**YOUR TASK:** The line that holds "of the wooden" marks the start. Return it and each following line through the end of the data, unchanged.

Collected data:
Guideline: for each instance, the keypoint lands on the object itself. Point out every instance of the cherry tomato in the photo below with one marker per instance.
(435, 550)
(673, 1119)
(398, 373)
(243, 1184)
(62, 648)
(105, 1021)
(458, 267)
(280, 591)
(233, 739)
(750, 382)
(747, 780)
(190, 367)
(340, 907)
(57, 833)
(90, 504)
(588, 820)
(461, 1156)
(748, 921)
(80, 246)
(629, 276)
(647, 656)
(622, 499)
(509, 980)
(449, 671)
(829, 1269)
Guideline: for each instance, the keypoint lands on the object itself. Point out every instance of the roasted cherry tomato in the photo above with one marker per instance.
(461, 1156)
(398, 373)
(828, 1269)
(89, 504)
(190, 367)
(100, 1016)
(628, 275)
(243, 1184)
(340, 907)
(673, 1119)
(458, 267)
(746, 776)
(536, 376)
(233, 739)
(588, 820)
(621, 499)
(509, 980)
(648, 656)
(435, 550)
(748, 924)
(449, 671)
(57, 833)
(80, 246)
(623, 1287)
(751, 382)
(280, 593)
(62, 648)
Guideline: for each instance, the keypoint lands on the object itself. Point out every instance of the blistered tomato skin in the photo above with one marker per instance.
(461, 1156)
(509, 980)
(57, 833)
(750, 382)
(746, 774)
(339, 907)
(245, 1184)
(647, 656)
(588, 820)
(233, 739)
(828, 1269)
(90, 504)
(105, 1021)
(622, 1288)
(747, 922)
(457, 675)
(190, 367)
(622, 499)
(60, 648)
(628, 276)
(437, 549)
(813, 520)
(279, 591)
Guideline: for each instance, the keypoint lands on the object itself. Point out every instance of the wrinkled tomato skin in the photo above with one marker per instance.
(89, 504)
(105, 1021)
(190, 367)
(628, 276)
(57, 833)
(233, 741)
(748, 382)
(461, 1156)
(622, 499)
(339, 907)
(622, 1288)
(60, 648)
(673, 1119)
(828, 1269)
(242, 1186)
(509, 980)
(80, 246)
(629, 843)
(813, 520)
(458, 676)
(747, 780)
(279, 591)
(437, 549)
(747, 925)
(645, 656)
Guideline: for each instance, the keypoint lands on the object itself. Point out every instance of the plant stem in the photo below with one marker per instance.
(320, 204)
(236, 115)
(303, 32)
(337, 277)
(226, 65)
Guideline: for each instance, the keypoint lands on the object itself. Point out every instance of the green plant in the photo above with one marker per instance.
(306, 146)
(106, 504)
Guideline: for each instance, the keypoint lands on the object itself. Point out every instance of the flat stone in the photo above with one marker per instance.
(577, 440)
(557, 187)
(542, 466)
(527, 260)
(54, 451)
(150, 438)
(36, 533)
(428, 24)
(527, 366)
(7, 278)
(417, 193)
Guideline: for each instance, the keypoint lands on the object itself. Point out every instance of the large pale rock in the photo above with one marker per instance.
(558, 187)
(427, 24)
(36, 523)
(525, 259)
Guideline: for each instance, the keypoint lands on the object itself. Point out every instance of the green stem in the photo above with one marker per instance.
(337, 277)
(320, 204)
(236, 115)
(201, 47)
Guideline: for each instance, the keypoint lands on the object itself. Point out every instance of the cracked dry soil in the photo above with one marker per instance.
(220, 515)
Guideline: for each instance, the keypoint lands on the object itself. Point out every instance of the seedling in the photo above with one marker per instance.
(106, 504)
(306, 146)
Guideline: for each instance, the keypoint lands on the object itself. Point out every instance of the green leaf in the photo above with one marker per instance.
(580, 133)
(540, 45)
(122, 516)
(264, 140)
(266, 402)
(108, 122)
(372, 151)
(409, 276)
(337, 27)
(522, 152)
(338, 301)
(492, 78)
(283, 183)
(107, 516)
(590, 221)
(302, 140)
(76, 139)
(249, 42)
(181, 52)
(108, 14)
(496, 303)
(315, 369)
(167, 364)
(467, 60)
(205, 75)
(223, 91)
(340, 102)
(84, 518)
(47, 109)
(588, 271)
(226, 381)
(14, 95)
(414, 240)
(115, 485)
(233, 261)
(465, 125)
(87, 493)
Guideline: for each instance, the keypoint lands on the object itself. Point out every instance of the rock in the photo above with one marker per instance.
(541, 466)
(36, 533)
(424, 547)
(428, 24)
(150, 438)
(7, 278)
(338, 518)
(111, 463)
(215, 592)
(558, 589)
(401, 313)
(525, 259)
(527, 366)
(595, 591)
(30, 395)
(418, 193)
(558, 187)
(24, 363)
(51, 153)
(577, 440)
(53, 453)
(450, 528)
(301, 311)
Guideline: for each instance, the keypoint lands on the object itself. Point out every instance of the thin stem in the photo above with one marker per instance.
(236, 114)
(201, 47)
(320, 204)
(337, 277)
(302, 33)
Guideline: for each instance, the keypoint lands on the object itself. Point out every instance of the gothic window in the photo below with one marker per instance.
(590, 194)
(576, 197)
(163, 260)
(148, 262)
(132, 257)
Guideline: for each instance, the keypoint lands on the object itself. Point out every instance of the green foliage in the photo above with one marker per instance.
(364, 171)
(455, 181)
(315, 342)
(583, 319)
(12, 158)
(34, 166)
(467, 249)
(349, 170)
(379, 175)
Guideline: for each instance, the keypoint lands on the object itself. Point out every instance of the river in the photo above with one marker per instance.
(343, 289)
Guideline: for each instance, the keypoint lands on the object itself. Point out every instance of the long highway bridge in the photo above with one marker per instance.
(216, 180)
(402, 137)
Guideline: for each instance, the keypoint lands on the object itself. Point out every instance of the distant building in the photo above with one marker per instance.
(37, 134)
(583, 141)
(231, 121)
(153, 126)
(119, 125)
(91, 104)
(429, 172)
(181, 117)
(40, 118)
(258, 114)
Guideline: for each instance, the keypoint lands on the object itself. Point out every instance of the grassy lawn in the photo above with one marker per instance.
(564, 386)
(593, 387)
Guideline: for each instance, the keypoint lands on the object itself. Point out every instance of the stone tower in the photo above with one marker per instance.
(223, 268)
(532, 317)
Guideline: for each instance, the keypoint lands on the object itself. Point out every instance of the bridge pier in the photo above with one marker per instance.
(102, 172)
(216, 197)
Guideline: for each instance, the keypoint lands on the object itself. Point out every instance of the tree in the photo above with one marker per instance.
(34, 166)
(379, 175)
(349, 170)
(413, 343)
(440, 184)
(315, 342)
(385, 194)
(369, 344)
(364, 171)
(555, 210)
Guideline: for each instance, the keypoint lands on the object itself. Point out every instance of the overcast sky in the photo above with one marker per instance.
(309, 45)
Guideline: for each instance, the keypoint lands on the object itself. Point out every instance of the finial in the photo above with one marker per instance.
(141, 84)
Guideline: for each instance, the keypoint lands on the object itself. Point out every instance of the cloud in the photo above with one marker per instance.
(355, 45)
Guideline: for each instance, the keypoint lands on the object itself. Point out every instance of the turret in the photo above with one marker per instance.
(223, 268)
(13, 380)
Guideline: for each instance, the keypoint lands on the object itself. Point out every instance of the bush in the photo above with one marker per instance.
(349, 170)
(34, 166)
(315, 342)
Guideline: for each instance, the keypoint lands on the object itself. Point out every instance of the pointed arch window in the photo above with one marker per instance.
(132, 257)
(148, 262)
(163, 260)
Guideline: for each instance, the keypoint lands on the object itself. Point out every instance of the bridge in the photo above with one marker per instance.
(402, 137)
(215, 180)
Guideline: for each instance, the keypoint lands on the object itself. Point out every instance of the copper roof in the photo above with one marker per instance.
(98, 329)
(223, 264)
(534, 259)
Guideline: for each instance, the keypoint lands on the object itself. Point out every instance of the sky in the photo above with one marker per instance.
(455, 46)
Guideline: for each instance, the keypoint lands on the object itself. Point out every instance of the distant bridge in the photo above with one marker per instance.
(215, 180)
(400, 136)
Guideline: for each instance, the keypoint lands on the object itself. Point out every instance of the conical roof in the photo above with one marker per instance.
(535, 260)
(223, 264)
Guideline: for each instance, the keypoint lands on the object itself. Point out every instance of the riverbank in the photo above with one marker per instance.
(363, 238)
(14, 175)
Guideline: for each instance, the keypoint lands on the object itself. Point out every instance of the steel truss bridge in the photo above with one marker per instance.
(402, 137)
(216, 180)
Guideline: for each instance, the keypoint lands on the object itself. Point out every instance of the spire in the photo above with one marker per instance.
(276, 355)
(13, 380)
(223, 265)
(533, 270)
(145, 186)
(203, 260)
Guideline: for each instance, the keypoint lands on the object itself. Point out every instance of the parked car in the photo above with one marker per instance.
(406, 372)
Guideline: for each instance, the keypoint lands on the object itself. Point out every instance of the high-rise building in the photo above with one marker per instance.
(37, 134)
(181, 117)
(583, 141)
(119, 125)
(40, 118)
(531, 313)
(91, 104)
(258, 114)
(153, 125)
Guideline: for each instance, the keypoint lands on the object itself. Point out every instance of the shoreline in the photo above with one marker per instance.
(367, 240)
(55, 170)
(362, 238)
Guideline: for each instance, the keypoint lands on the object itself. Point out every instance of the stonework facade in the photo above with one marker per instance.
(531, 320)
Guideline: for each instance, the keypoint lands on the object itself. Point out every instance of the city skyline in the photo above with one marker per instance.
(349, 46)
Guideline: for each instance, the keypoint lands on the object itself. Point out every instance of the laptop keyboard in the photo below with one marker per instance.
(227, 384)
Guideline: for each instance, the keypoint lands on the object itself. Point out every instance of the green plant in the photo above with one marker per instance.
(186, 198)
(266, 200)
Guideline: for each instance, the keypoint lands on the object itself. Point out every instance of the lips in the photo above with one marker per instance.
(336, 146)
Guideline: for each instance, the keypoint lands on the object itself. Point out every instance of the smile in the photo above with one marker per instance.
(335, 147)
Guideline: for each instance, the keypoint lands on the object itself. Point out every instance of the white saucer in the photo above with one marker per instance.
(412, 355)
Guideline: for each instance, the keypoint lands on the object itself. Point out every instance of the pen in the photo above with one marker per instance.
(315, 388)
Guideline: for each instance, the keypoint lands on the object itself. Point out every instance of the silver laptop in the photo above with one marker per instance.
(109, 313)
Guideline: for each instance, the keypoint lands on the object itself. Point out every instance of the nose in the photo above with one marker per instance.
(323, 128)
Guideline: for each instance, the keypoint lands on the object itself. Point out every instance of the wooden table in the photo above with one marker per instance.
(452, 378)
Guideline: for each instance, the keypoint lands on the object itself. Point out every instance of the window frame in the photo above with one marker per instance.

**RESULT:**
Guideline: for each instance, the keypoint lands on the object itself. Point out every instance of the wooden table in the photo above with one marker per instance.
(452, 378)
Guideline: for each instance, the keypoint lands on the object itself. Point out every instance of the window frame in the photo above with one marker per instance.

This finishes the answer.